[Tarefa A] Na notícia sobre a visita do Papa ao Iraque, em que local de Bagdá foi o encontro com as autoridades?
[Tarefa B] Indique se cada afirmação concorda com a notícia sobre a visita do Papa ao Iraque: (i) foi a primeira vez que um pontífice visitou o país; (ii) o lema da viagem é "Sois todos irmãos"; (iii) o encontro com as autoridades aconteceu num domingo.
[Tarefa C] Transcreva o trecho da notícia sobre a visita do Papa ao Iraque que começa nas palavras "Pe. Rubens mar" e termina depois de "Presidencial, em Bagdá.".

[Trecho do documento]
-------

Pe. Rubens mar 5, 2021

Iraque: Diferenças não devem gerar conflitos, mas cooperação, diz Papa às autoridades

Iraque: Diferenças não devem gerar conflitos, mas cooperação, diz Papa às autoridades

Da redação, com Santa Sé

Nesta sexta-feira, 5, após chegar ao Iraque, o Papa se encontrou com as autoridades, a sociedade civil e o corpo diplomático do país. O encontro aconteceu no salão do Palácio Presidencial, em Bagdá.

A visita é a primeira de um pontífice ao país e a primeira de Francisco após o inicio da pandemia. A 33ª Viagem Apostólica do Papa tem como lema: “Sois todos irmãos”.

.: Íntegra do discurso do Papa às autoridades 

O presidente Barham Ahmed Salih Qassim deu as boas vindas ao Papa, e falou da felicidade de receber o Pontífice na região.”Obrigado por aceitar nosso convite e por fazer-nos esta visita. Isso é prova de sua preocupação para com o Iraque. (…) O senhor é um grande e querido hóspede.”

-------

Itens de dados
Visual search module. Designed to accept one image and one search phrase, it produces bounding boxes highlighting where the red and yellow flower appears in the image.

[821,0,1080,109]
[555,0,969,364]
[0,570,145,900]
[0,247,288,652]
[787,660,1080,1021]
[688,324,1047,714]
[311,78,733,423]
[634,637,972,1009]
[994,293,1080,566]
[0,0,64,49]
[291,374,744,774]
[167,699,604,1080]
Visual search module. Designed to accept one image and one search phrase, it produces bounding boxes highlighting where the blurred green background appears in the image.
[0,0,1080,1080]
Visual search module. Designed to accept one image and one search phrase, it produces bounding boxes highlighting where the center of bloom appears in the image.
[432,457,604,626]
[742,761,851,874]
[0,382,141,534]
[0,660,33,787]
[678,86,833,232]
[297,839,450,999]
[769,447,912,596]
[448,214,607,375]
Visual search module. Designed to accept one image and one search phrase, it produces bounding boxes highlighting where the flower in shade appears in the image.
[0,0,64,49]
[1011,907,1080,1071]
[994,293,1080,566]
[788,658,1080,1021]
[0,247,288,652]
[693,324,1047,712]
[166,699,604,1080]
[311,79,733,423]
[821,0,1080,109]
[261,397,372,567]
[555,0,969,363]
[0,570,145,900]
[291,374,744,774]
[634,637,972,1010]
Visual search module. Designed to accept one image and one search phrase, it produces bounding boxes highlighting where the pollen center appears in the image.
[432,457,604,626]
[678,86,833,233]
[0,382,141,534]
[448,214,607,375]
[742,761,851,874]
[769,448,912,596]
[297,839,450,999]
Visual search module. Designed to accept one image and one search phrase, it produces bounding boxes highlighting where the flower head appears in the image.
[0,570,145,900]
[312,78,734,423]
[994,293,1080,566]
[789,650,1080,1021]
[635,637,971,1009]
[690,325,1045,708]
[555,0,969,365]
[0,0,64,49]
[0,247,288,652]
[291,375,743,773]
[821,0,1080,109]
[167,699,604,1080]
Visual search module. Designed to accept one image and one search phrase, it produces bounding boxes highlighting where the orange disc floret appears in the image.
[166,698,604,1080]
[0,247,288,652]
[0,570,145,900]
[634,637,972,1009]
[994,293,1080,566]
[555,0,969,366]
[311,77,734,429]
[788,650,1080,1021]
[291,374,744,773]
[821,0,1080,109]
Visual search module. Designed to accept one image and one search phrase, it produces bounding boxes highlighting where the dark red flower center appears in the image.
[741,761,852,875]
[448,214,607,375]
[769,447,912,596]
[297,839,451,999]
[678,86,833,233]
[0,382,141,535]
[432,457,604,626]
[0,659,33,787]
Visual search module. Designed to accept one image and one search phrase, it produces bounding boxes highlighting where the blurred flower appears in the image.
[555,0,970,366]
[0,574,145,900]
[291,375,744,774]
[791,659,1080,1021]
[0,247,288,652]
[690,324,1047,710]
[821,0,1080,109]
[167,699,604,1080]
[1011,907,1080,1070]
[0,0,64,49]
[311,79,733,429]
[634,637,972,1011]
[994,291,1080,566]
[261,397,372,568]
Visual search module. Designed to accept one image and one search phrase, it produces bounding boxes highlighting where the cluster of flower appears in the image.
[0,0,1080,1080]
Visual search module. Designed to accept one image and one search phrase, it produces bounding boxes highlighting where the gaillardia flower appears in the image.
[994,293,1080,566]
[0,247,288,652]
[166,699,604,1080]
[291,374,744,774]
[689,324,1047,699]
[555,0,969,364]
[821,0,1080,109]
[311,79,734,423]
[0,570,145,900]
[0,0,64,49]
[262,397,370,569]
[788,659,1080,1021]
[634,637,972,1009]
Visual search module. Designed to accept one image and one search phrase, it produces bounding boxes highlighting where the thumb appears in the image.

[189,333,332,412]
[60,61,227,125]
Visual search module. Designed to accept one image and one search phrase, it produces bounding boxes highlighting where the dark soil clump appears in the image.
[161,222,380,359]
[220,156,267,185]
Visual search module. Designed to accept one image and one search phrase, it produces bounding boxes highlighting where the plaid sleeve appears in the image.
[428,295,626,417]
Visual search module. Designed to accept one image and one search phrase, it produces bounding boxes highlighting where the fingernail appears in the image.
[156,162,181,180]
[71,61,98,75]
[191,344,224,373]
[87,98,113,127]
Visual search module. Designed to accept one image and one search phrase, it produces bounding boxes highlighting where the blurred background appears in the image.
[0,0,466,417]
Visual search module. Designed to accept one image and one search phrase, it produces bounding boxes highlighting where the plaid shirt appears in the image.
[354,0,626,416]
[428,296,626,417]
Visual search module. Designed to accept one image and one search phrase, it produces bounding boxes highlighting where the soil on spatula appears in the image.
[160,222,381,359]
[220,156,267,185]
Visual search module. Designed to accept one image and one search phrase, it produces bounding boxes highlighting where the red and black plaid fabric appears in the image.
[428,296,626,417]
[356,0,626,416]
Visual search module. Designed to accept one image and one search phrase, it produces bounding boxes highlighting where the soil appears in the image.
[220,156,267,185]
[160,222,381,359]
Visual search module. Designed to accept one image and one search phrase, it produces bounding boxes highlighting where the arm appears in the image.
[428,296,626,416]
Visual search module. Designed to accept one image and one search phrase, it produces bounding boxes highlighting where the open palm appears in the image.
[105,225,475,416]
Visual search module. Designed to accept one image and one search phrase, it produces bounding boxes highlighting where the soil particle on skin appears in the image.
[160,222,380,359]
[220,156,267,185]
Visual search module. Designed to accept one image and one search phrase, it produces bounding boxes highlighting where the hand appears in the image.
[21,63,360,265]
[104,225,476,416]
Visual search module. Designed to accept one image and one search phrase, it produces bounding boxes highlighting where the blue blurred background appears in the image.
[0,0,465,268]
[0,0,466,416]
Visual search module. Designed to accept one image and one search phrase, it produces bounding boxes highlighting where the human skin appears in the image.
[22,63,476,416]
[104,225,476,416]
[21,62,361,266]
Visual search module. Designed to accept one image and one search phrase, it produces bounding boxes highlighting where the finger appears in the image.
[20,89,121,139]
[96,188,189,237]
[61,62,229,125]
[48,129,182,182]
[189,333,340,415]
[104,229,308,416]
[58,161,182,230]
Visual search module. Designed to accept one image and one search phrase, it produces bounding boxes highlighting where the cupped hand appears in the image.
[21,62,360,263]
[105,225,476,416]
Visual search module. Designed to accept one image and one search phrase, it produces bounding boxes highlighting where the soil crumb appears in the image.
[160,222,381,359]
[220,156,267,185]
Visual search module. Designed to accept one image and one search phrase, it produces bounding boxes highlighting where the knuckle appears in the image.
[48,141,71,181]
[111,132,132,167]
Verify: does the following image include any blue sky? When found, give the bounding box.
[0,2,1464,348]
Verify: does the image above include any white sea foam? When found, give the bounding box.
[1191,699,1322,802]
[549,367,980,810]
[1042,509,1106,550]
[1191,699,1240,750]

-------

[Resposta esperada A] No salão do Palácio Presidencial.

[Resposta esperada B]
(i) Sim: "A visita é a primeira de um pontífice ao país".
(ii) Sim: "A 33ª Viagem Apostólica do Papa tem como lema: “Sois todos irmãos”".
(iii) Não: "Nesta sexta-feira, 5, após chegar ao Iraque, o Papa se encontrou com as autoridades".

[Resposta esperada C]
Pe. Rubens mar 5, 2021

Iraque: Diferenças não devem gerar conflitos, mas cooperação, diz Papa às autoridades

Iraque: Diferenças não devem gerar conflitos, mas cooperação, diz Papa às autoridades

Da redação, com Santa Sé

Nesta sexta-feira, 5, após chegar ao Iraque, o Papa se encontrou com as autoridades, a sociedade civil e o corpo diplomático do país. O encontro aconteceu no salão do Palácio Presidencial, em Bagdá.